__Do this__:
Please repeat every one of the records below word for word, changing nothing.

Detection examples:
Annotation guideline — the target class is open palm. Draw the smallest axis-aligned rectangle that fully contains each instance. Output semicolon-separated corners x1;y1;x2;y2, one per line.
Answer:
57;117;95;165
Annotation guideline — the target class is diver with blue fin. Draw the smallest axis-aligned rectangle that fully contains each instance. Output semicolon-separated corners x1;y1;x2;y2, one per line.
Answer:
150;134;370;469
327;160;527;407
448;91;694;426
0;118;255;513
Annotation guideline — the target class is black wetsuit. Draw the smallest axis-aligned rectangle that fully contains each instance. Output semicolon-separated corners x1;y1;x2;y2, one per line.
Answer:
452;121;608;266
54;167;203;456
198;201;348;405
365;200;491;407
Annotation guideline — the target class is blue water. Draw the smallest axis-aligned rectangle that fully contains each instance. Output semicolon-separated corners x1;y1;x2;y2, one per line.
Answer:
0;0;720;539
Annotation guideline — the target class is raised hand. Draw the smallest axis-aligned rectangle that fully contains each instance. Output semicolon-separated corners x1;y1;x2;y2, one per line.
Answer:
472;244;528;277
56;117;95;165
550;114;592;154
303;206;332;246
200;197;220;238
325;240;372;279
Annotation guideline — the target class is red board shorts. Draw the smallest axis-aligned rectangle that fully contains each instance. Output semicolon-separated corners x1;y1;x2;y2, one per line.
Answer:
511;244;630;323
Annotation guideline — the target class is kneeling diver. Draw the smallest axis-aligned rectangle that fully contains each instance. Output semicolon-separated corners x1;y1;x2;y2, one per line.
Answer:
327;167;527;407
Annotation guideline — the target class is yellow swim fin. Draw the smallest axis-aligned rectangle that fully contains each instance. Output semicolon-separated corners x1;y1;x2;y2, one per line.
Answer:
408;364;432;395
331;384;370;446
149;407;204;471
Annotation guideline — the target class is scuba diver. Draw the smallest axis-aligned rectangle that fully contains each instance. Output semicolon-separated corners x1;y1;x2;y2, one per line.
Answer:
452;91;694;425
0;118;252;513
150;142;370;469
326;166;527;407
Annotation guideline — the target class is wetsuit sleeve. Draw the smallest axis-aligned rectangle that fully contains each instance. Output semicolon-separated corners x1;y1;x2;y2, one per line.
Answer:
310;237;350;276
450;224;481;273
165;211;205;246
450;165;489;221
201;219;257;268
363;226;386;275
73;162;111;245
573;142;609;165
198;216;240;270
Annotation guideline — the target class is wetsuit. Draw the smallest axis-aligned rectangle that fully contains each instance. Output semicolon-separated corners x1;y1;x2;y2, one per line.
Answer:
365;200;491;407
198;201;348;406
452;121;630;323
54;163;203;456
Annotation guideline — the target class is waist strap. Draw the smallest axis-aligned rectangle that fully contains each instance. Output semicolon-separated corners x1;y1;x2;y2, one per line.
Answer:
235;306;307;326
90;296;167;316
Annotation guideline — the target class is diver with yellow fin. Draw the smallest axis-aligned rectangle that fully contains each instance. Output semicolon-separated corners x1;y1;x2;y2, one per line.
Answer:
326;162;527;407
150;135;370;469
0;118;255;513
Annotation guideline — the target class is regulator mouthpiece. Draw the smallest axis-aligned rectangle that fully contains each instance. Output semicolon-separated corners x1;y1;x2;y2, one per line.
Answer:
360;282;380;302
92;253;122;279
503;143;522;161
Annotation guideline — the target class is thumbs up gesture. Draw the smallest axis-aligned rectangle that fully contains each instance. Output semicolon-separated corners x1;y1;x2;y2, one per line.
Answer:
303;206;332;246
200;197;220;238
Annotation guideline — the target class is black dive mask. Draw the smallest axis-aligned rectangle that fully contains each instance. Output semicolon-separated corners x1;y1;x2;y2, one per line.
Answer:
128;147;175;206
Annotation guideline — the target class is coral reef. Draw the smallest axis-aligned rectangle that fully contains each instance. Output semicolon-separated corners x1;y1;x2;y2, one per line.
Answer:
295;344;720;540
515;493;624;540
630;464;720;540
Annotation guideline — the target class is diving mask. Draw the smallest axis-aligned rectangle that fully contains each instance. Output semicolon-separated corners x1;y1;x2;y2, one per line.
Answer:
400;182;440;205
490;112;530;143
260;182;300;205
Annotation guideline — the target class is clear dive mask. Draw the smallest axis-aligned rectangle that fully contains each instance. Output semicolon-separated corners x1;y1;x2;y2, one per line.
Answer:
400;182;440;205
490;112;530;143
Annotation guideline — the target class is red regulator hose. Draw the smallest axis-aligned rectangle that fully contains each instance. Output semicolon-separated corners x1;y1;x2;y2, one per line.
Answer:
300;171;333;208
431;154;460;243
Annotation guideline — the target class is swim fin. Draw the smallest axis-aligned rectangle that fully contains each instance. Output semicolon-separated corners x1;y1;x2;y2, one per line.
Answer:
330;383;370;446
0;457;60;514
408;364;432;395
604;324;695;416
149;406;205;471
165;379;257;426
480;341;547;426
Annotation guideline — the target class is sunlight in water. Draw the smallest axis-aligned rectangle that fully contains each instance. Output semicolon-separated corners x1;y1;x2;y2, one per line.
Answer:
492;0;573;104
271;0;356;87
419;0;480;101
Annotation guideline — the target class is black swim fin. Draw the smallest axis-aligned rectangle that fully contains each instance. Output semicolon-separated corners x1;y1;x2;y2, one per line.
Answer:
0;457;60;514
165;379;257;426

__Exercise output__:
Annotation guideline — the target class is open palm. Draw the smallest axis-aligned rectangle that fully contains each instance. Output semicolon-separated corners x1;y1;x2;y2, one per line.
Answer:
57;117;95;165
Annotation guideline — the target class is diver with blue fin. Draw the smallest axis-aligned rectangle that fully contains each instance. Output semicolon-separated corners x1;y1;x2;y2, one per line.
Answer:
150;134;370;469
327;160;527;407
448;91;694;426
0;118;255;513
Annotation guideline — the target class is black wetsuit. Draw the smallest axis-aligned rectangle that fully contains each instance. Output semicolon-separated corners x1;y1;x2;y2, one per line.
Answer:
452;121;608;266
54;167;203;456
198;201;348;405
365;200;491;407
Annotation guideline — the target class is blue water. Draw the smallest axis-aligned rectangle that fully contains each instance. Output semicolon-separated corners x1;y1;x2;y2, one per line.
Answer:
0;0;720;539
Annotation guideline — the target class is raised hand. Draw the smallest axis-aligned rectangle that fully contains each instance. Output semicolon-separated corners x1;y1;x2;y2, one per line.
Answer:
472;244;528;277
56;117;95;165
550;114;592;154
303;206;332;246
200;197;220;238
325;240;372;279
Annotation guideline — the target class is red board shorts. Draw the smallest axis-aligned rectangle that fully contains each instance. Output semicolon-separated corners x1;y1;x2;y2, one per line.
Answer:
511;244;630;323
Annotation guideline — the target class is kneeling diver. Draw the smallest axis-aligned rectangle that fully contains each instance. Output semicolon-separated corners x1;y1;x2;y2, one per line.
Answer:
327;167;527;407
Annotation guideline — the target class is yellow swim fin. Draw the smallest axis-aligned rectangle that fully contains each instance. Output semicolon-separated corners x1;y1;x2;y2, one per line.
Answer:
408;364;432;395
331;384;370;446
149;407;204;471
Annotation guideline — the target class is scuba diver. Draw the smallest axis-aligned rectangle that fully contains each instance. Output semicolon-separated corners x1;y1;x2;y2, one per line.
Answer:
452;91;694;425
0;118;252;513
150;142;370;469
326;166;527;407
Annotation guideline — the target class is wetsuit sleeve. Draw the smallest axis-aligned rectangle that fully contains each instance. Output semicolon-separated corners x1;y1;x2;y2, one per line.
Answer:
310;237;350;276
450;224;481;273
165;211;205;246
450;165;489;221
201;219;257;268
363;226;386;275
73;162;111;245
573;142;609;165
198;216;240;270
Annotation guideline — the target class is wetsuit. Draw the smallest axis-aligned rectangle that fully contains each instance. Output semicolon-separated corners x1;y1;x2;y2, one per line.
Answer:
365;200;491;407
198;201;348;406
452;121;630;323
54;163;203;456
Annotation guideline — the target class is waist strap. Draw the smallest axis-aligned rectangle that fully contains each instance. Output semicolon-separated corners x1;y1;x2;y2, one per line.
Answer:
235;306;307;326
90;296;167;316
Annotation guideline — the target class is diver with yellow fin. Draw the smallest axis-aligned rectangle that fully contains each instance. Output semicolon-separated corners x1;y1;x2;y2, one per line.
Answer:
326;162;527;407
150;135;370;469
0;118;255;513
Annotation guideline — the target class is regulator mouthpiece. Draw the smallest axis-aligned rectangle that fully contains each instance. Output semicolon-separated corners x1;y1;x2;y2, one per line.
Answer:
360;282;380;302
92;253;122;279
503;143;522;161
Annotation guideline — the target class is thumbs up gesture. Draw the smallest axis-aligned rectangle that fully contains each instance. Output semicolon-separated corners x1;y1;x2;y2, one per line.
Answer:
303;206;332;246
200;197;220;238
Annotation guideline — the target class is black dive mask. Draw the smallest axis-aligned rectangle that fully contains each instance. Output semicolon-separated corners x1;y1;x2;y2, one per line.
Answer:
128;147;175;206
Annotation guideline — the target class is coral reef. Draw the smallest axis-aligned rectangle that fully contains each instance. Output semicolon-separated corners x1;y1;x2;y2, one per line.
Answer:
295;344;720;540
515;493;624;540
630;464;720;540
Annotation guideline — the target class is diving mask. Draw the smallest axis-aligned rectangle that fully contains each instance. Output semicolon-separated corners x1;y1;x2;y2, one per line.
Answer:
400;182;440;205
490;112;530;143
260;182;300;205
Annotation guideline — the target class is clear dive mask. Draw the smallest axis-aligned rectangle that fully contains each instance. Output semicolon-separated corners x1;y1;x2;y2, one per line.
Answer:
400;182;440;205
490;112;530;143
Annotation guideline — the target class is red regulator hose. Draw the smallest axis-aligned rectangle that fully contains each instance. Output semicolon-separated corners x1;y1;x2;y2, one per line.
Answer:
300;171;333;208
431;154;460;243
Annotation guideline — the target class is swim fin. Draw the smallest axis-aligned rectangle that fully contains each instance. Output semicolon-separated corners x1;y1;x2;y2, one per line.
Answer:
330;383;370;446
0;457;60;514
408;364;432;395
604;324;695;416
149;406;205;471
165;379;257;426
480;341;547;426
Annotation guideline — the target class is sunlight in water. Draw the smallest axis-aligned rectangle that fully contains each instance. Output semicolon-separated corners x1;y1;x2;y2, one per line.
Answer:
492;0;573;104
271;0;356;87
419;0;480;101
Annotation guideline — the target class is black swim fin. Draw the smallest axis-aligned rectangle that fully contains each instance. Output semicolon-separated corners x1;y1;x2;y2, one per line.
Answer:
0;457;60;514
165;379;257;426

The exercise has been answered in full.